** Page excerpt **
[Start of Attachment]
What truancy means for each student, school, and state varies. While Strategies for Youth, a non-profit, defines truancy as simply “an unexcused absence from school,” the definition of what an excused absence is, and what being “truant” means depends on the state and sometimes even the school district.

Another organization, Truancy Prevention, breaks down the level of states’ involvement even more:

Any unexcused absence from school is considered a truancy, but states enact their own school attendance laws. State law determines 1) the age at which a child is required to begin attending school, 2) the age at which a child may legally drop out of school, and 3), the number of unexcused absences at which a student is considered legally truant

Each state and school is different, so if you’re curious about specific truancy laws, the best thing to do is look in your individual school handbook to figure out the rules.


Case Study: Eileen DeNino

One extreme case that has gained national attention is that of Eileen DeNino of Reading, Pennsylvania. The 55-year-old mother of eight had to serve a two-day sentence because she owed the court system money due to her sons’ truancy issues. Two of her sons had been absent more than the three days that Pennsylvania allows and were fined repeatedly over several years. She never paid the fines, which landed her in jail; however, the first night of her stay she started complaining that it felt hard to breathe. Jail officials allegedly ignored her pleas for help, thinking she was just trying to get out of serving her time. Her cellmate said that she was moaning in pain the entire time. She died later that night due to complications from a previous medical problem.
[End of Attachment]
[Records taken from a dataset]
[Start of Attachment]
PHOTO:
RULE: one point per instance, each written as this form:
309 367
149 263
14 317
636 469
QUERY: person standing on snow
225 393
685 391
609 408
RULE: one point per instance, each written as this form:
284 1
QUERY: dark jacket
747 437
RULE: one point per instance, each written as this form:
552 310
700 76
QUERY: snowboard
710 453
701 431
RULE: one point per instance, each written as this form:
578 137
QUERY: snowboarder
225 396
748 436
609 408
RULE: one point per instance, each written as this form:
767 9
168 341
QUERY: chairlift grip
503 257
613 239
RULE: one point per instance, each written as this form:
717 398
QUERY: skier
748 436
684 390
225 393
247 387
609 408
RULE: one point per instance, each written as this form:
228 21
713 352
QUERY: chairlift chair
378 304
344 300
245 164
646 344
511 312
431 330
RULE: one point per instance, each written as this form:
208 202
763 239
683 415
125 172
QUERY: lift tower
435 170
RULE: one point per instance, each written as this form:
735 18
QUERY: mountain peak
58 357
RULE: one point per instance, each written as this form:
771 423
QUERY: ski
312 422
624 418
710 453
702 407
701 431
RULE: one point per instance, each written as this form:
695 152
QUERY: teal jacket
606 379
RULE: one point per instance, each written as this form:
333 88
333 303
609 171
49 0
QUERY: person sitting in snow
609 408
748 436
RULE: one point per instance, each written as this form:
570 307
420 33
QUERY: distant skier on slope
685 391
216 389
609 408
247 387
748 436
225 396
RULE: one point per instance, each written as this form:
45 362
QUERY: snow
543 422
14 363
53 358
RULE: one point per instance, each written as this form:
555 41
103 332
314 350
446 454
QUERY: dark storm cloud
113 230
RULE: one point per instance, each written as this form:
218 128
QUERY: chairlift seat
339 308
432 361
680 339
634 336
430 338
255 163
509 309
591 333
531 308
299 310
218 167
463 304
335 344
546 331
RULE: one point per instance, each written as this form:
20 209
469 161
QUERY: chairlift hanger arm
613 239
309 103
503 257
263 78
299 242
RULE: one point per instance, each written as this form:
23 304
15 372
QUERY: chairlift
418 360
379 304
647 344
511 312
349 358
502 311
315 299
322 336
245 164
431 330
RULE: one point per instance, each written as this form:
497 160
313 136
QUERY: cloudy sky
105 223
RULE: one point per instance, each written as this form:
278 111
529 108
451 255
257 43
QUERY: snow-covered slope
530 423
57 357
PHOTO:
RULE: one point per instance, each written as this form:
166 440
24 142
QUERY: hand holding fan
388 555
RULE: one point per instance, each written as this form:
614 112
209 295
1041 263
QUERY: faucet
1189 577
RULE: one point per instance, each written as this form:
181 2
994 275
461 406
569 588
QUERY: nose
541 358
[End of Attachment]
** What to produce **
Decide whether each statement agrees with the truancy excerpt, answering yes or no and quoting the exact words of the excerpt that settle it. 1. State law sets the age at which a child may legally leave school. 2. Eileen DeNino was the mother of six children. 3. Pennsylvania allows students five days of absence.

** Answer to the exercise **
1. Yes: "the age at which a child may legally drop out of school"
2. No: "The 55-year-old mother of eight"
3. No: "more than the three days that Pennsylvania allows"